-- What is expected --
In the childhood memoir, rewrite the part starting with "I had friends" and going on through "grown up together.", swapping "nearsighted" for "shortsighted".

Releasing the Trauma

I'm writing about this to release it.  This is difficult for me to write but I have to do it  It's about something that happened in my childhood.  I was not physically abused, I was not molested, but another event happened that has scarred me deeply and I didn't even realize it until last week, when the flashbacks started..

Because I have PTSD, I have flashbacks of multiple events fairly often, and I just try to gently remind myself that I am safe and I am in the present moment.  But when flashbacks of this particular event happened, though I remembered it, I saw it as if for the first time.  I knew it happened but would push it out of my head and not let it back in, but last week, I was forced to say, "Okay.  That happened.  That was real.That happened to me, and it hurt a lot.  And it still hurts."

I was eight years old.  I was in the third grade.  I had big gawky glasses, and I was shy.  My mother had become increasingly depressed and erratic, drinking a lot and avoiding me in lieu of my new stepfather.  She didn't neglect me exactly, but she didn't want to deal with me. She didn't tell me that, and I didn't understand it then, but I understand it now.  She was just an emotionally abused kid that wanted to be loved. So was I, but my childhood traumas are likely nothing compared to my mother's childhood traumas.

Anyway, back to the Happening.

I went to an awesome school in Kindergarten, First Grade, and Second Grade.  It was called Leaves of Grass.  It was now what would be considered a Charter school.  Small, for gifted students, experience to learn, etc.  However, I was part of the first class, and so by the time I got to Third Grade, there was only one other student there.  So, they decided they were only going to go up to the Second Grade.

It was decided by my mother and my great-aunts that I would go to a Lutheran school in a church with other children local to me.

I had friends at Leaves of Grass.  I even remember their names.  Lydia, Dawn, Jamie, Christopher.  And lots of others.  I wasn't outgoing, I was self-conscious ever since the beginning of Second Grade when I need glasses and I got big gawky glasses.  There weren't many choices for very nearsighted seven-year-olds at that time.  Even though my friends liked me, I became shy even with them, because I just felt so awkward.

This awkwardness was not helped by a new school wherein my class was confident and loud nine-year-olds who had grown up together.

I was a nerd, so they laughed at me.  I tried to be involved in class but again, the self-consciousness.  The teacher, Ms. Right, I suppose, took pity on me (you will see later why I said "I suppose.").  She tried to involve me and encouraged me for a time with reading (I was three years ahead of everybody else in reading).  I do remember writing and keeping a journal that we had to give to her, but I don't remember what I wrote in it.  As you can see, I am not good at keeping my feelings secret when it comes to writing.  Perhaps she read something in there that made her feel like she should do something.

So two things happened next.  One by one, the kids start making an effort with me.  I thought that was really nice, but I wasn't able to appreciate or enjoy this because I was becoming so anxious at home that I could not eat.  I ate very rarely.  I think I drank milk at night.

If I ate, I threw up.  It wasn't bulimia, I just couldn't keep anything down.  So one day, Ms. Right noticed I wasn't eating, and encouragec me to eat.  I tried to eat something that particular day because I'm a people pleaser and I didn't want anyone to be disappointed in me.  So I ate a banana that my mother had packed with my lunch.

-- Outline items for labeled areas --
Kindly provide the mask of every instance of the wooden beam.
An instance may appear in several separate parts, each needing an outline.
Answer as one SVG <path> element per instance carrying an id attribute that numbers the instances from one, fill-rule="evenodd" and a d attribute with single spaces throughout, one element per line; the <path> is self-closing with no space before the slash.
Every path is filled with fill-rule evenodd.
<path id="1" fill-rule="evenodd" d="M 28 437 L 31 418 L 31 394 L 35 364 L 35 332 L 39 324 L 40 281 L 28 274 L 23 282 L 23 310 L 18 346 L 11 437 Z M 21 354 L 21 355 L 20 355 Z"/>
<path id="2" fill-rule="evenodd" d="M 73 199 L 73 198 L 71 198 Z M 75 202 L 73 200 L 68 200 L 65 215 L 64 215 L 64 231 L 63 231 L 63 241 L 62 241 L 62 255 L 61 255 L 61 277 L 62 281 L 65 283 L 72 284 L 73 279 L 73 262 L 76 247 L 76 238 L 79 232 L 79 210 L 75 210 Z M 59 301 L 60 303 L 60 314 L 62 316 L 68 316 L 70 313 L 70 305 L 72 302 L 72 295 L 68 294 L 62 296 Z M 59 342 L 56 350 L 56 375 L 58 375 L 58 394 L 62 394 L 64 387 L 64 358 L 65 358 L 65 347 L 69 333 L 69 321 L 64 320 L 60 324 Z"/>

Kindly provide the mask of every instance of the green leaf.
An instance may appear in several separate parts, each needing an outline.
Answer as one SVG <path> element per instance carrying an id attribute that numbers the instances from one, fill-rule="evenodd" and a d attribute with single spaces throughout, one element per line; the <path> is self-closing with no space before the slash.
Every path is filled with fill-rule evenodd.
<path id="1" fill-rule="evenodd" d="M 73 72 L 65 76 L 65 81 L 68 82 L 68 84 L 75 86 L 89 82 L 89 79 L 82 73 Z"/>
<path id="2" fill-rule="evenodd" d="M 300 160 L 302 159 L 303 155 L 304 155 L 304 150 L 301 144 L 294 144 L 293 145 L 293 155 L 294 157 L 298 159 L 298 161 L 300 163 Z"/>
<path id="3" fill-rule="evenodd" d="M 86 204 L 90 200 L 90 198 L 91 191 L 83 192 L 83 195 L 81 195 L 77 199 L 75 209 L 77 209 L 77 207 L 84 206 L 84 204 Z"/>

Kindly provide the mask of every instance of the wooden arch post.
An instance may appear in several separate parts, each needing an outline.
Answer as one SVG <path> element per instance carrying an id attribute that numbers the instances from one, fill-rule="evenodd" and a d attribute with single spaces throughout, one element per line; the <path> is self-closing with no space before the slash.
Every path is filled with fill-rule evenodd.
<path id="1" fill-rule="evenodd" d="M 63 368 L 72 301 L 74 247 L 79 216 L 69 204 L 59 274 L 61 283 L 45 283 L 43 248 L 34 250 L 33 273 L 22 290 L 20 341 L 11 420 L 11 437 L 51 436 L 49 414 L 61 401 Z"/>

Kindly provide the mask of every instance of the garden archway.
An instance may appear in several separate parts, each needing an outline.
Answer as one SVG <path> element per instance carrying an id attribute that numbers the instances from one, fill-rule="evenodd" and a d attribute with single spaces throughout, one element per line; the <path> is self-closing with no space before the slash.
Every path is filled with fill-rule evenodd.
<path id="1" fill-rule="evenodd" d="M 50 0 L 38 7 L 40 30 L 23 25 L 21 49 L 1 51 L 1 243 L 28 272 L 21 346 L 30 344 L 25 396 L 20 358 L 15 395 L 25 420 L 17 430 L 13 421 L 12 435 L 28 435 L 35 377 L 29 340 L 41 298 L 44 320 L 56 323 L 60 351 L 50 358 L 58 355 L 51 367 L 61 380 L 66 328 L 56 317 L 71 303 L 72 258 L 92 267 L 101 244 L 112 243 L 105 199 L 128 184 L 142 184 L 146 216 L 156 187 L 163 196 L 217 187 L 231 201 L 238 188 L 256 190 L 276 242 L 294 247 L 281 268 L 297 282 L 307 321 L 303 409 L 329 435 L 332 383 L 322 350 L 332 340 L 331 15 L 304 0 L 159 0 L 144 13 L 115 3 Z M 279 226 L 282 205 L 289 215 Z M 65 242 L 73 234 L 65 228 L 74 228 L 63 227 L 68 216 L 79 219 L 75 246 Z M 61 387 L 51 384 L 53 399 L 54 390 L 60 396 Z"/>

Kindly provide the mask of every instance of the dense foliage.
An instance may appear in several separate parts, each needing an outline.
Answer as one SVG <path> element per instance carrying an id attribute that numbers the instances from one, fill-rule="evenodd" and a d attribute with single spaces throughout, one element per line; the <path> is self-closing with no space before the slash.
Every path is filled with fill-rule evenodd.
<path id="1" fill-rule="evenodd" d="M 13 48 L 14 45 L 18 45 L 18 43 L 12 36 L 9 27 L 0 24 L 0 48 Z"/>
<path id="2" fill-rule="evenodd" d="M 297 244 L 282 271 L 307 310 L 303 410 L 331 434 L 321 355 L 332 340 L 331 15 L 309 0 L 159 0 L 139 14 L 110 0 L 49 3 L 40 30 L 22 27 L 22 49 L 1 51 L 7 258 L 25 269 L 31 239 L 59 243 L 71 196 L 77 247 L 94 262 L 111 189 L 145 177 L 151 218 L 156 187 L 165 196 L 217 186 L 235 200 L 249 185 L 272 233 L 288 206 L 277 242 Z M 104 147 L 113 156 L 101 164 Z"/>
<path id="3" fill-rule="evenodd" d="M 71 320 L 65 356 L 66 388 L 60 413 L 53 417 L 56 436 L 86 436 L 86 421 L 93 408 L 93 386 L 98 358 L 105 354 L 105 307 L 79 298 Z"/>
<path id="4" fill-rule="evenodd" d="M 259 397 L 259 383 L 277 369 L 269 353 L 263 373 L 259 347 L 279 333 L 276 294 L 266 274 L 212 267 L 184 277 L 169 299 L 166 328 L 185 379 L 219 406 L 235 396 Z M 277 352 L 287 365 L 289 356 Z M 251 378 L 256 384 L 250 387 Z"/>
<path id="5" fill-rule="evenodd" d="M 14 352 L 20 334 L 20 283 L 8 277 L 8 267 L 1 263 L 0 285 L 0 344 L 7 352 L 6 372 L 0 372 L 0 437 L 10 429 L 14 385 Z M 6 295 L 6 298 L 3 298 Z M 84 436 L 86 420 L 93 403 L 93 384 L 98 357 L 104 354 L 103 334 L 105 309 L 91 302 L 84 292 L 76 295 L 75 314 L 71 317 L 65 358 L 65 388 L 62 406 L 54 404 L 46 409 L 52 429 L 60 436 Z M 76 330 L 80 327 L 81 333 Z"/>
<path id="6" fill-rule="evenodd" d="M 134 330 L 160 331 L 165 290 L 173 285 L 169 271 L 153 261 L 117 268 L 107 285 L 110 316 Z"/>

-- Output of the task --
I had friends at Leaves of Grass.  I even remember their names.  Lydia, Dawn, Jamie, Christopher.  And lots of others.  I wasn't outgoing, I was self-conscious ever since the beginning of Second Grade when I need glasses and I got big gawky glasses.  There weren't many choices for very shortsighted seven-year-olds at that time.  Even though my friends liked me, I became shy even with them, because I just felt so awkward.

This awkwardness was not helped by a new school wherein my class was confident and loud nine-year-olds who had grown up together.